Sports venue in Medellín, Colombia

Atanasio Girardot Sports Complex (officially Unidad Deportiva Atanasio Girardot) is a sports complex located in Medellín, Colombia. The complex includes Estadio Atanasio Girardot, Medellín Sports Coliseum, Luis Alberto Villegas Stadium, and Alfonso Galvis Duque Stadium.

== Atanasio Girardot Stadium ==
Estadio Atanasio Girardot (Atanasio Girardot Stadium), commonly referred to as El Atanasio, is currently used mostly for football matches by two teams, Atlético Nacional and Independiente Medellín, two of the most successful and popular football clubs from Colombia. Its current capacity is 44,826 which ranks as the third largest in the country behind Estadio Deportivo Cali and Estadio Metropolitano Roberto Meléndez. The stadium was named after Atanasio Girardot, a Colombian revolutionary leader who fought alongside Simón Bolívar.

• [RECORDED DATA]
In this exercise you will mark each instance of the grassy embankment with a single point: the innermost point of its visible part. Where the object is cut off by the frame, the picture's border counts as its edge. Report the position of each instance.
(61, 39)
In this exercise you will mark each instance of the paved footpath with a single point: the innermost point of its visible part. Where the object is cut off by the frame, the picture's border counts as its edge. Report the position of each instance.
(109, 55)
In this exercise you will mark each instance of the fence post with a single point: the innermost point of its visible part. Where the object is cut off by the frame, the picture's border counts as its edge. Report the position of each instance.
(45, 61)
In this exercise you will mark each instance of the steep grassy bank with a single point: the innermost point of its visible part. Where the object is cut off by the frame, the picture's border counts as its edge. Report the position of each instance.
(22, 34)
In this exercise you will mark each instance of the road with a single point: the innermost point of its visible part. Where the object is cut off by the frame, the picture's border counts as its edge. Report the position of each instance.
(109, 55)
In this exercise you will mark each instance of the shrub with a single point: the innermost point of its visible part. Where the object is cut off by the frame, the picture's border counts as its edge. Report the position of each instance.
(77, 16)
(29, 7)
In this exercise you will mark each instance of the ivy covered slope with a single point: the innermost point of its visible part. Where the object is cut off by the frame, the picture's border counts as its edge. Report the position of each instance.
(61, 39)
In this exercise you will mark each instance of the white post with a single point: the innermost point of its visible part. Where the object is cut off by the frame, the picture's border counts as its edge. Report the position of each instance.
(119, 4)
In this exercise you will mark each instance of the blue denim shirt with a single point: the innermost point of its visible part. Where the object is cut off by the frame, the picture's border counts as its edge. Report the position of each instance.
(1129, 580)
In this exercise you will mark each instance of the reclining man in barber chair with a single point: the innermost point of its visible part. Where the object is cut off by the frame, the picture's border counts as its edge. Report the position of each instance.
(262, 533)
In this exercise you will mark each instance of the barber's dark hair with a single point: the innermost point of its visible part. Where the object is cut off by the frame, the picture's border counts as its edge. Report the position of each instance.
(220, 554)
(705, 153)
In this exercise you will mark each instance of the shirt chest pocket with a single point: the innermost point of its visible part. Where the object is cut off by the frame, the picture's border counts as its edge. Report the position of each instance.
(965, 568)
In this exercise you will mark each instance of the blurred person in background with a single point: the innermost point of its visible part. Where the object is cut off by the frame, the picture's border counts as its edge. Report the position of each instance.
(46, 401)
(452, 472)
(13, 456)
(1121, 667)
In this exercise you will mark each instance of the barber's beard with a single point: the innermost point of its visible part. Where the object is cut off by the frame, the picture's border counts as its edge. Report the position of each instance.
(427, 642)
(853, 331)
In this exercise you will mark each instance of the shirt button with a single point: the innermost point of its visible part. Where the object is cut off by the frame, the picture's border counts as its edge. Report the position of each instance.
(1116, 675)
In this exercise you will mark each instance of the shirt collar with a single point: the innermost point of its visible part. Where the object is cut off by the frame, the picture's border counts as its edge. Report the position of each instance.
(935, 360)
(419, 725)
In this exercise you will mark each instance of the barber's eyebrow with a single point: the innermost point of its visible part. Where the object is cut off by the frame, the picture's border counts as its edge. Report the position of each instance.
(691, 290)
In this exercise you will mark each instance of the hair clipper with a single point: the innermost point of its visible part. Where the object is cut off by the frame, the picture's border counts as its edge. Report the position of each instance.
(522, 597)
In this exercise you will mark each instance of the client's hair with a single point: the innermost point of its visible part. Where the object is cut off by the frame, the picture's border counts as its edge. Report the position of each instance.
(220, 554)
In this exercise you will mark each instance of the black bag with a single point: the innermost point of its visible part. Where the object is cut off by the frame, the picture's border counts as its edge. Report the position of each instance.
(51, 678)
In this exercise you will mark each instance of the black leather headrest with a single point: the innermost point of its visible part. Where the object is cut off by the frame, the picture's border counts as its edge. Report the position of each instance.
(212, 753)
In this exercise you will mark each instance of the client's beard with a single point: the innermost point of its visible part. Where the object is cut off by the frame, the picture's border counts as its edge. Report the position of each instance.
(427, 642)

• [EXERCISE AIM]
According to the sports complex text, which two clubs mostly use Estadio Atanasio Girardot for football matches?

• [OUTPUT OF THE TASK]
Atlético Nacional and Independiente Medellín.